Ya antes de empezar debo de pedir disculpas por traer a estas páginas virtuales, y puede que virtuosas, un asunto que tiene apariencia de indagación personal, que tanto me atañe y del que apenas sé ni su causa, su significado y menos si entraña alguna futura certeza en un horizonte, que como todo horizonte rehuye ser alcanzado por la llegada.

Sabéis que dedico gran parte de mi tiempo intentando acercarme a esto que para entendernos llamamos arte y que, a veces, suele distinguirse claramente de un melón. Supongamos que allí estoy yo, haciendo lo que se puede o no se puede, se deba o no se deba hacer. Como autor, tiendo a no dar explicaciones sobre mi arte, aunque guste, cómo no, de comunicarme a través de él, sino que milito precisamente en lo contrario: en tratar que sea el arte el que me explique a mí.

━━━━━━

# Ejercicio a:
Por favor, recopila todas las líneas de los registros que contengan la palabra "white", teniendo en cuenta mayúsculas y minúsculas.

━━━━━━

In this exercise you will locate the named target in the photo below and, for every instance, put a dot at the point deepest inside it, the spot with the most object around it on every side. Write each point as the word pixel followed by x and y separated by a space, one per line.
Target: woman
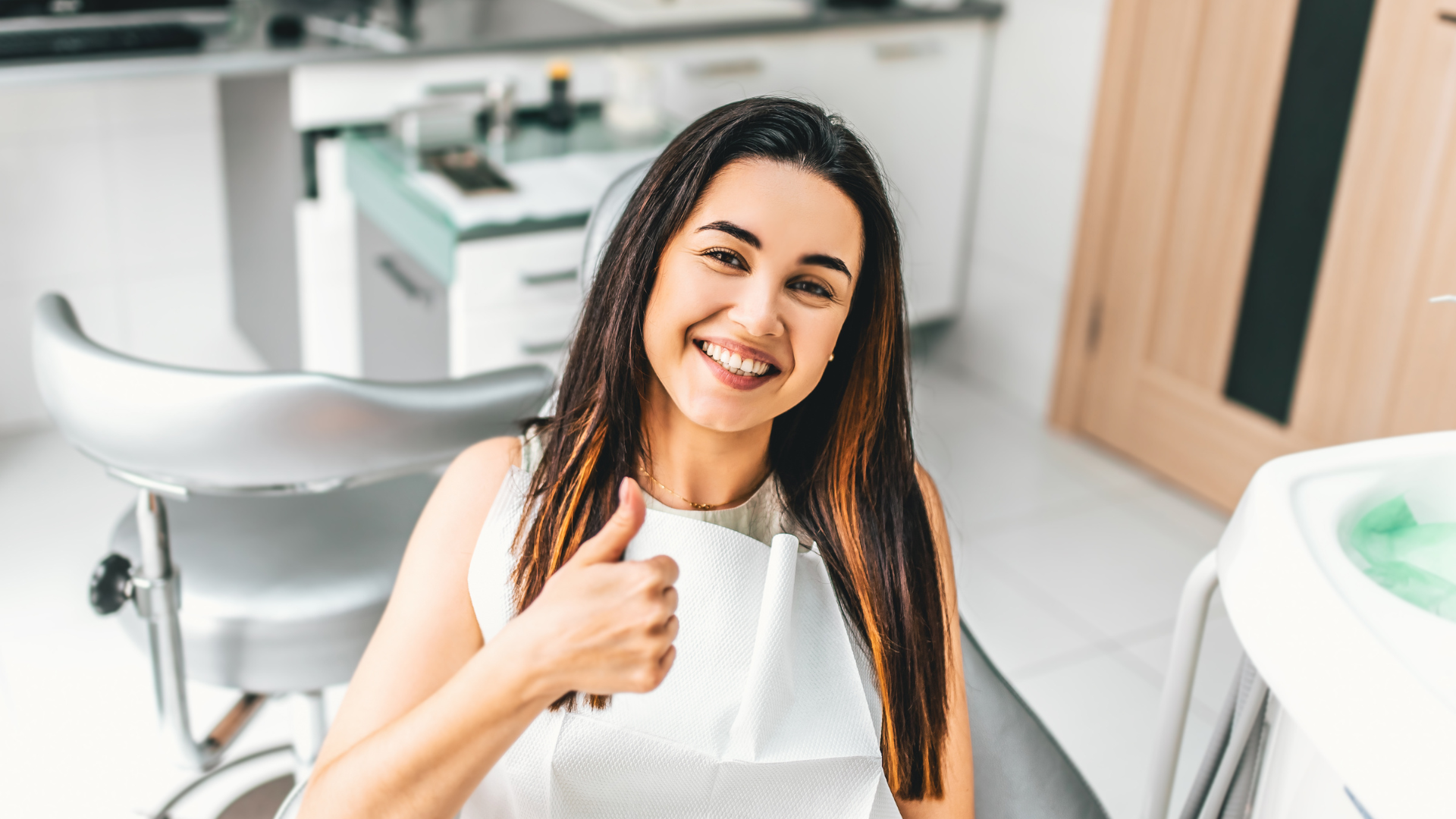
pixel 742 359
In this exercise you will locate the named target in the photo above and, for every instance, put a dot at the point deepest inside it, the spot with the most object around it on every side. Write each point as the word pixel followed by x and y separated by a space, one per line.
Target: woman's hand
pixel 601 626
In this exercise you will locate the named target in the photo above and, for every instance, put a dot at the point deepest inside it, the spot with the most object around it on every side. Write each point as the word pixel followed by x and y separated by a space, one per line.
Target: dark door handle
pixel 548 278
pixel 413 292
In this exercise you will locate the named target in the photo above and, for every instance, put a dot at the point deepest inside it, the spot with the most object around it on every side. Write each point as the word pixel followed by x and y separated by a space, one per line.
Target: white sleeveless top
pixel 769 710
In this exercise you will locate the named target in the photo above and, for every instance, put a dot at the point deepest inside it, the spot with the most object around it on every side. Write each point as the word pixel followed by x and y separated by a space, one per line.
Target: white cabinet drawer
pixel 506 337
pixel 517 271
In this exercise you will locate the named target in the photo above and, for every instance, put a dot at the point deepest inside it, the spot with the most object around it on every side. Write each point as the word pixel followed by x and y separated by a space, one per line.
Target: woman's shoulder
pixel 468 488
pixel 491 455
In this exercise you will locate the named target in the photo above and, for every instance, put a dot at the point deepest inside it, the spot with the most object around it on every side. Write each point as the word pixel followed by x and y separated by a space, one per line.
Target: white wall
pixel 111 193
pixel 1044 85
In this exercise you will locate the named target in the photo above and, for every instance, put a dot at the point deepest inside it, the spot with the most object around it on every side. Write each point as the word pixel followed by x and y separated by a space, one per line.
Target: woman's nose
pixel 758 309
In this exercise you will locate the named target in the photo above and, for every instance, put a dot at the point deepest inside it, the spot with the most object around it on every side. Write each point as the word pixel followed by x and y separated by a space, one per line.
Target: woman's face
pixel 752 293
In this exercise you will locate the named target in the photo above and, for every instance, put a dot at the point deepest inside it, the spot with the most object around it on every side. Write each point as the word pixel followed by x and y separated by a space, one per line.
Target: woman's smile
pixel 736 365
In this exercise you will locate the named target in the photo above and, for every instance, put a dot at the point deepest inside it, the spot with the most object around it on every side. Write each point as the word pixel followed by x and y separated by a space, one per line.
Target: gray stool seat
pixel 283 594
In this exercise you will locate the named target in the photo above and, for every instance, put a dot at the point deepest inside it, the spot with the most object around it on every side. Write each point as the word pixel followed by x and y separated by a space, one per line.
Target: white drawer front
pixel 506 337
pixel 516 271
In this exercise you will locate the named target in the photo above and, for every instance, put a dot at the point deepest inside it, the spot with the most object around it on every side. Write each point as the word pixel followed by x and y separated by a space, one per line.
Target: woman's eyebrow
pixel 733 231
pixel 823 260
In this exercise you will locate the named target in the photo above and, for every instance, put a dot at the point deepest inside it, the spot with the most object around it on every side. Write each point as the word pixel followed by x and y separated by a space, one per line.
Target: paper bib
pixel 767 710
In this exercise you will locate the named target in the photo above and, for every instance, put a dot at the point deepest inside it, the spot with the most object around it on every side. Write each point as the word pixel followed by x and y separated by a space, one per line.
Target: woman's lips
pixel 731 378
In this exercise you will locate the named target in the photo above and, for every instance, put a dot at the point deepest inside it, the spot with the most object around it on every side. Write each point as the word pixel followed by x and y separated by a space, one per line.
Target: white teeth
pixel 733 362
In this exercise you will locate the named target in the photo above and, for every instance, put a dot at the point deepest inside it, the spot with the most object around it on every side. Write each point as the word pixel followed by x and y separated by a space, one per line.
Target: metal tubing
pixel 158 599
pixel 310 722
pixel 199 781
pixel 159 596
pixel 1234 752
pixel 1183 664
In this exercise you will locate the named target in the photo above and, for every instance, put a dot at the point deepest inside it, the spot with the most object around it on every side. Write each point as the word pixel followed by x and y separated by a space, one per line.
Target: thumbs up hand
pixel 603 626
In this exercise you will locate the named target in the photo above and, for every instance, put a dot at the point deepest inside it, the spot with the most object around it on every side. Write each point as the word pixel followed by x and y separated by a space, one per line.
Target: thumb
pixel 609 544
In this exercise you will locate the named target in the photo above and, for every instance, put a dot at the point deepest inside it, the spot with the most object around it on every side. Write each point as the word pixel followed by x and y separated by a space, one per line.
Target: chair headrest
pixel 604 218
pixel 182 430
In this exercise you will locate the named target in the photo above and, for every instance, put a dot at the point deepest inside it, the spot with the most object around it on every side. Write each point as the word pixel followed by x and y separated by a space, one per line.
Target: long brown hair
pixel 843 455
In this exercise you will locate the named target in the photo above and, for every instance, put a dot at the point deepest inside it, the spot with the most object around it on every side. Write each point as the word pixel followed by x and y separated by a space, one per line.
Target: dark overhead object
pixel 80 41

━━━━━━

# Ejercicio b:
Indica si cada afirmación coincide con el fragmento sobre el arte, respondiendo sí o no y citando textualmente las palabras que lo deciden. (i) Quien escribe suele dar explicaciones sobre su arte. (ii) Quien escribe dedica gran parte de su tiempo a intentar acercarse al arte. (iii) Quien escribe conoce bien la causa del asunto que trae a estas páginas.

# Respuesta completa a:
Target: white sleeveless top
Target: white cabinet drawer
Target: white wall
Target: white drawer front
Target: white teeth

# Respuesta completa b:
(i) No: "Como autor, tiendo a no dar explicaciones sobre mi arte".
(ii) Sí: "dedico gran parte de mi tiempo intentando acercarme a esto que para entendernos llamamos arte".
(iii) No: "del que apenas sé ni su causa".